» What to do: Below, in the stretch that opens with the line containing "of the foggy" and runs through the end of the items, replace "Query" with "Target". Output only those lines, with everything else unchanged.

» Record excerpts:
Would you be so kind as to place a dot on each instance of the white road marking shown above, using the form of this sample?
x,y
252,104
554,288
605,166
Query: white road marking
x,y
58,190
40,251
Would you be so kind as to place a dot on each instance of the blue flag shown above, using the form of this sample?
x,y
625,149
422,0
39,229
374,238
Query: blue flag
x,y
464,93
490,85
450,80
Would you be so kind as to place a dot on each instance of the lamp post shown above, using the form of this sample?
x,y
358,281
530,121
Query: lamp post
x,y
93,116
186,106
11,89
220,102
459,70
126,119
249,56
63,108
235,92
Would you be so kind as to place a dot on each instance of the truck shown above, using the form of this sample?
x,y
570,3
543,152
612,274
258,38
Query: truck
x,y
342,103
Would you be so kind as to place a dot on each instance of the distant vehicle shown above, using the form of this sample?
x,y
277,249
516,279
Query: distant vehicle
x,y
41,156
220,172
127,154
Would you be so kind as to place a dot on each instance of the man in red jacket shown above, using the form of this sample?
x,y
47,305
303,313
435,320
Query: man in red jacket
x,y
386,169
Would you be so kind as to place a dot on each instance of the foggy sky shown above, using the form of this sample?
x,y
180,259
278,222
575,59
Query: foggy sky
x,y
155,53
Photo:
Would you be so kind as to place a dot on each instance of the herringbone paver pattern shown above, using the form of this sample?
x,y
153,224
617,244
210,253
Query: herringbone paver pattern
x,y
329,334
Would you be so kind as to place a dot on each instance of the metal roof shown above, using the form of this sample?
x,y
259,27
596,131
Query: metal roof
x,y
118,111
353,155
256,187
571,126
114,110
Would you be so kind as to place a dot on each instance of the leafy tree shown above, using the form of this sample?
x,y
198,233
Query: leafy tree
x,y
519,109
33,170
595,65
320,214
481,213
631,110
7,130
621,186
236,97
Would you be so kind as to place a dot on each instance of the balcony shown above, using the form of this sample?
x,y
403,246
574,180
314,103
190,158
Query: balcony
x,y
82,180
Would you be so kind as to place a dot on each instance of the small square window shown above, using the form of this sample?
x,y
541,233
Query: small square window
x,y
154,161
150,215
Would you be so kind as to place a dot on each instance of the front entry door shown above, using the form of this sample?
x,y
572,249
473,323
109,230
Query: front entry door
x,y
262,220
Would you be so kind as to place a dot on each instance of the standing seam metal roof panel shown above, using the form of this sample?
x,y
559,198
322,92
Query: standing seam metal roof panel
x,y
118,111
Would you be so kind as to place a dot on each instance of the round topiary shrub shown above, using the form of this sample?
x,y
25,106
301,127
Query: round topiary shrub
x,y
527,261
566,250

» The answer:
Would you be so kind as to place a dot on each instance of the foggy sky shown above, using the form of this sample?
x,y
180,259
278,222
575,59
Target: foggy sky
x,y
155,53
Photo:
Would you be so kind as to place a dot on each instance of the herringbone paver pattern shown above, using the form of this sample?
x,y
153,224
617,244
210,253
Target: herringbone paver pattern
x,y
329,334
Would you be so kind as to place a dot on each instance of the metal roof shown above, using the form of this sample?
x,y
259,27
596,131
Target: metal roof
x,y
118,111
353,155
256,187
571,126
114,110
Would you be so kind as to place a dot on each instance of the leafy tree shown above, using the form of this sample?
x,y
198,233
Target: leafy tree
x,y
519,109
33,170
595,65
320,214
481,213
631,110
7,130
621,186
236,97
Would you be so kind as to place a dot on each instance of the balcony shown above, using the form of this sample?
x,y
403,246
574,180
314,103
190,158
Target: balcony
x,y
82,180
Would you be so kind as to place a dot on each instance of the small square window shown above, using the form of this sample?
x,y
541,233
Target: small square window
x,y
154,161
150,215
Would you be so kind as to place a dot on each instance of the front entry door shown above, using the form of this sample?
x,y
572,249
473,323
109,230
Target: front entry door
x,y
262,220
Would you be so kind as to place a dot on each instance of the standing seam metal roof panel shown above, using the form of this sample?
x,y
559,198
322,92
Target: standing seam metal roof panel
x,y
118,111
Would you be so kind as to place a dot on each instance of the round topiary shrub shown above, using the form of this sample?
x,y
25,106
301,127
Target: round topiary shrub
x,y
527,261
566,250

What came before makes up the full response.